Problem description >> In full and without alteration, give the listing again.

─── Dataset

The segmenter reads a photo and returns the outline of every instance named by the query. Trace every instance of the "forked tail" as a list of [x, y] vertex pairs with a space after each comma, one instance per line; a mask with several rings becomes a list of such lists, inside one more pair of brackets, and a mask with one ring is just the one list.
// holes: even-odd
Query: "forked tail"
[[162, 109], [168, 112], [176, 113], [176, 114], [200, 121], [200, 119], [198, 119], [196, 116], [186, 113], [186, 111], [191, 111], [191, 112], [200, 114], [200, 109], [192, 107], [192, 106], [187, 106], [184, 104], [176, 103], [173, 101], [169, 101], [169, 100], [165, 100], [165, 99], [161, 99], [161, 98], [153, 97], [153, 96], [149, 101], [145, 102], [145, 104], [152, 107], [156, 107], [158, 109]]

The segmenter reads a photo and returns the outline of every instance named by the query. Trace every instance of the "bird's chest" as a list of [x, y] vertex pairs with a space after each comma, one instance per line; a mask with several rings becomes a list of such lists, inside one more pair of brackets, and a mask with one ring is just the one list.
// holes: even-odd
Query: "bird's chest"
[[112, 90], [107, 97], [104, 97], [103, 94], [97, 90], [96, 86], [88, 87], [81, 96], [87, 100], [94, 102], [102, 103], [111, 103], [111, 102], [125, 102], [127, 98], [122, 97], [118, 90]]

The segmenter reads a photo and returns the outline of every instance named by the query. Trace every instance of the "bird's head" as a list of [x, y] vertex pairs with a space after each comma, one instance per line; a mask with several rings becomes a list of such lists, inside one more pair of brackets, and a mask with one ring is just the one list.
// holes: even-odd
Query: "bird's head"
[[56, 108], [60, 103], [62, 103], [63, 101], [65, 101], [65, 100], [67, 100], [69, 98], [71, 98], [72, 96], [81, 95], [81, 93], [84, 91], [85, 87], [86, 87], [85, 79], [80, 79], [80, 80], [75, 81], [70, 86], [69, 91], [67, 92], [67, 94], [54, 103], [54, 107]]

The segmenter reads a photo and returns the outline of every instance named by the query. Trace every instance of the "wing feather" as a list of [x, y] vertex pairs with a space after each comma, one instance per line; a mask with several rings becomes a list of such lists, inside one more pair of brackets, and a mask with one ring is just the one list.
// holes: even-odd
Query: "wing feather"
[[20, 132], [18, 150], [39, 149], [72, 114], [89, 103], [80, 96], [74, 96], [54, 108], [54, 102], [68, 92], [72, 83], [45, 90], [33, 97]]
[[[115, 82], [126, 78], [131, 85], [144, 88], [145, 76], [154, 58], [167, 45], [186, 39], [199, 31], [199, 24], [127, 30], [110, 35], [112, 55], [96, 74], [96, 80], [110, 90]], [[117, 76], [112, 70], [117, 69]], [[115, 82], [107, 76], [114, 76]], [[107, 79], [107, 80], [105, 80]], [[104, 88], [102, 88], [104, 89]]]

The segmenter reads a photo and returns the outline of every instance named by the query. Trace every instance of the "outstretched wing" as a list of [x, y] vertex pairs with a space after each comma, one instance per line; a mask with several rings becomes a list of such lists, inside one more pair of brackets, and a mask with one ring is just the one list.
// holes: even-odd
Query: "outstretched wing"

──────

Expected answer >>
The segmenter reads a photo and returns the outline of every instance named by the query. Trace every instance of the "forked tail" as a list of [x, y] vertex pairs with a space after each comma, one instance per line; a mask with several rings becomes a list of such lists, inside one more pair of brackets, and a mask with one ring is just the one list.
// holes: even-odd
Query: "forked tail"
[[162, 109], [168, 112], [176, 113], [176, 114], [200, 121], [200, 119], [198, 119], [196, 116], [186, 113], [186, 111], [191, 111], [191, 112], [200, 114], [200, 109], [192, 107], [192, 106], [187, 106], [184, 104], [176, 103], [173, 101], [169, 101], [169, 100], [165, 100], [165, 99], [161, 99], [161, 98], [153, 97], [153, 96], [149, 101], [145, 102], [145, 104], [152, 107], [156, 107], [158, 109]]

The segmenter reads a photo and returns the outline of every instance named by the query. Trace every instance of the "bird's chest" as a list of [x, y] vertex pairs with a space after each comma, one instance per line; a mask with several rings becomes a list of such lists, inside one more pair of brackets, and a mask with one ring is just the one list.
// holes: even-odd
Query: "bird's chest"
[[112, 90], [107, 97], [104, 97], [103, 94], [97, 90], [96, 86], [88, 87], [81, 96], [87, 100], [94, 102], [102, 103], [111, 103], [111, 102], [125, 102], [127, 98], [122, 97], [118, 90]]

The segmenter reads a photo and returns the outline of every instance named by the query. Trace every instance of the "bird's head" as a list of [x, y] vertex pairs with a space after each comma, one instance per line; a mask with several rings becomes a list of such lists, inside one more pair of brackets, and a mask with one ring is just the one list.
// holes: even-odd
Query: "bird's head"
[[56, 108], [60, 103], [62, 103], [63, 101], [65, 101], [65, 100], [67, 100], [69, 98], [71, 98], [72, 96], [81, 95], [81, 93], [84, 91], [85, 87], [86, 87], [85, 79], [80, 79], [80, 80], [75, 81], [70, 86], [69, 91], [67, 92], [67, 94], [54, 103], [54, 107]]

The segmenter reads a photo and returns the outline of every instance named by the query. Trace every instance of the "wing feather" as a list of [x, y] vertex pairs with a space after each comma, one instance per line; a mask with several rings becomes a list of such lists, inside one more pair of brackets, and a mask with one ring is just the one list.
// holes: even-odd
Query: "wing feather"
[[20, 132], [18, 150], [39, 149], [72, 114], [89, 103], [80, 96], [74, 96], [54, 108], [54, 102], [68, 92], [72, 83], [45, 90], [33, 97]]
[[[115, 82], [126, 78], [131, 85], [144, 88], [145, 76], [154, 58], [167, 45], [186, 39], [199, 31], [199, 24], [127, 30], [110, 35], [112, 55], [96, 74], [96, 80], [110, 90]], [[117, 76], [112, 70], [117, 69]], [[115, 82], [107, 76], [114, 76]], [[107, 79], [107, 80], [105, 80]], [[104, 88], [102, 88], [104, 89]]]

The segmenter reads a photo and returns the outline of every instance named by the query. Trace every instance of the "outstretched wing" as a list of [x, y] vertex pairs with a space after each comma, one instance per line; a mask with several rings becomes a list of such lists, inside one more pair of brackets, and a mask with one ring is just the one list.
// holes: even-odd
Query: "outstretched wing"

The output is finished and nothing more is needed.